Your response should match the records line for line.

___ Data to use ___

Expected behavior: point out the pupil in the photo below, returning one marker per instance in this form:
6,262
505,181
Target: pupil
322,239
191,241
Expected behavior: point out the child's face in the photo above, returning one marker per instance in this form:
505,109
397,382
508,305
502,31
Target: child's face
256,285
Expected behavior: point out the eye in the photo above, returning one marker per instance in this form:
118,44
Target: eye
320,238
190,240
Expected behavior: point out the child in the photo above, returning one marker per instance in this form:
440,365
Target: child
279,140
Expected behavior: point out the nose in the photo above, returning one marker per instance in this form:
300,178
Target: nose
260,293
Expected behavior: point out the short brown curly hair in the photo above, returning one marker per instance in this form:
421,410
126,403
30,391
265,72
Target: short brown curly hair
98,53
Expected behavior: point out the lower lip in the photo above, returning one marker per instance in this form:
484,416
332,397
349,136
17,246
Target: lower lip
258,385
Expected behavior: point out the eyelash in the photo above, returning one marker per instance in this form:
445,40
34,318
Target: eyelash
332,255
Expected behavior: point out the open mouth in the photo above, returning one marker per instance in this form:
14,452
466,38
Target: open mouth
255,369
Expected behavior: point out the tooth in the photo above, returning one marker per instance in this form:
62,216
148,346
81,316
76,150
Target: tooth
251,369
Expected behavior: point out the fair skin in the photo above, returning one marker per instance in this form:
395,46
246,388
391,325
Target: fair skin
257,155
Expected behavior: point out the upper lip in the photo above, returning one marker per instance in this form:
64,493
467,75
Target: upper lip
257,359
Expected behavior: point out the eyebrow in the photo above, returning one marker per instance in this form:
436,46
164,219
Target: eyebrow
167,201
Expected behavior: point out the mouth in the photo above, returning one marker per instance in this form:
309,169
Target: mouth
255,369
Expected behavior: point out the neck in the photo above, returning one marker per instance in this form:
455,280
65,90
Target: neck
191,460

___

**Solution for this exercise**
Expected behavior: point out the pupil in the photo below, returning one marker per instance in this form:
6,262
505,181
Target: pupil
322,239
191,241
Expected behavior: point out the child's face in the photo above, returning one marker per instance in this form:
505,109
397,382
508,305
502,31
Target: child's face
256,285
Expected behavior: point out the eye in the photo above, returning one marker per instance in this form:
118,44
Target: eye
320,238
190,240
Expected behavior: point out the child in the photo above, returning one marker per instance in this form:
440,365
Target: child
279,140
Expected behavior: point out the nose in the photo above, returning one marker per instance in this form:
300,178
Target: nose
260,293
Expected behavior: point out the short brown curly hair in the photo above, returning one marker per instance in this form:
421,410
126,403
30,391
265,72
Target: short brown curly hair
98,53
Expected behavior: point out the lower lip in the photo above, returning one marker per instance in this form:
484,416
332,397
349,136
17,246
Target: lower lip
258,385
Expected behavior: point out the eyelash in the photo above, returning one marker per instance in this form:
445,40
34,318
Target: eyelash
332,255
Expected behavior: point out the open mouth in the photo above, returning one marker per instance in this form:
14,452
466,38
Target: open mouth
255,369
Expected behavior: point out the tooth in the photo above, returning one marker per instance in this form:
62,216
148,346
81,316
76,150
Target: tooth
251,369
Expected behavior: point out the fair skin in the photo above, returning one marker per instance in this form:
395,46
246,388
391,325
Target: fair skin
257,155
Expected behavior: point out the upper lip in the photo above, returning one marker per instance in this form:
64,493
467,75
Target: upper lip
257,359
Expected behavior: point out the eyebrow in the photo above, returning one marker per instance in this form:
436,46
164,219
Target: eyebrow
167,201
Expected behavior: point out the mouth in the photo above, returning one marker per instance in this form:
309,169
Target: mouth
255,369
Expected behavior: point out the neck in the photo above, returning one marker per instance in this form:
455,280
65,90
Target: neck
191,460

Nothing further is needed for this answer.